▸ **MATERIAL SUPPLIED**:
-------

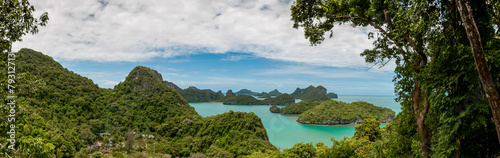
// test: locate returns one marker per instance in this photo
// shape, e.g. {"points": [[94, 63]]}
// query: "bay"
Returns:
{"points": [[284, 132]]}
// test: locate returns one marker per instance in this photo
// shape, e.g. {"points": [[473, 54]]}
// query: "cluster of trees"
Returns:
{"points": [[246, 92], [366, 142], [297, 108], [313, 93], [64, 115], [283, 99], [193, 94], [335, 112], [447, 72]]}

-------

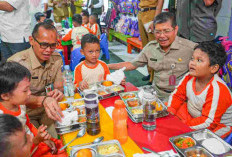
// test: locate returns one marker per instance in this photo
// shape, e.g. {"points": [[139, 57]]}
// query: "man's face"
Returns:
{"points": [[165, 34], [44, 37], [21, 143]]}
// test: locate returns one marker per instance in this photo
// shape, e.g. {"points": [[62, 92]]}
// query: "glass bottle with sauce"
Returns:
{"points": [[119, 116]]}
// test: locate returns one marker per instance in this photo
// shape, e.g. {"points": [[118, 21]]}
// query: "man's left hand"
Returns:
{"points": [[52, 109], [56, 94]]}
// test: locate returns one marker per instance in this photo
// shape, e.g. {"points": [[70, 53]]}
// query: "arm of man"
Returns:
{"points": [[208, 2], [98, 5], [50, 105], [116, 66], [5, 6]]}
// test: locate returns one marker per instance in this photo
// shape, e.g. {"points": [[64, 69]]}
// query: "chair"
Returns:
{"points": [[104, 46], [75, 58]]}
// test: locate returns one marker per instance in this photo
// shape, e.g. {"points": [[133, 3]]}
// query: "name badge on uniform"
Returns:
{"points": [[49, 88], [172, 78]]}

-------

▸ **ACTIVITY**:
Show every line of the listing in which the string "shape" can be found.

▸ **EXERCISE ANSWER**:
// shape, e.g. {"points": [[94, 63]]}
// shape, e.g. {"points": [[473, 54]]}
// shape, e.g. {"points": [[139, 57]]}
// shape, e.g. {"points": [[62, 92]]}
// shape, e.g. {"points": [[118, 21]]}
// shape, e.g. {"points": [[70, 53]]}
// shape, e.g. {"points": [[64, 69]]}
// shape, e.g. {"points": [[133, 3]]}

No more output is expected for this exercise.